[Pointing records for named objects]
- - - -
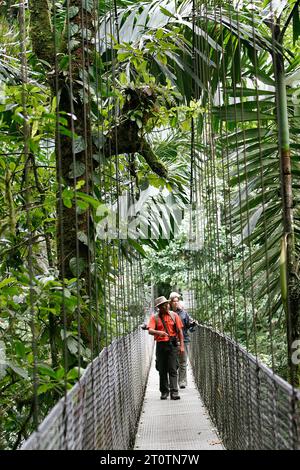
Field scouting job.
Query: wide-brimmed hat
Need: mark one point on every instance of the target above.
(173, 295)
(160, 300)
- - - -
TASK DETAILS ::
Put every line of all the records above into a numbered list, skipping blank lines and leaving the pictures out.

WRITTEN ANSWER ::
1. Field scouting job.
2. Query: wide-brimmed hat
3. Need: mark one point on every instance of the target above.
4. (173, 295)
5. (160, 300)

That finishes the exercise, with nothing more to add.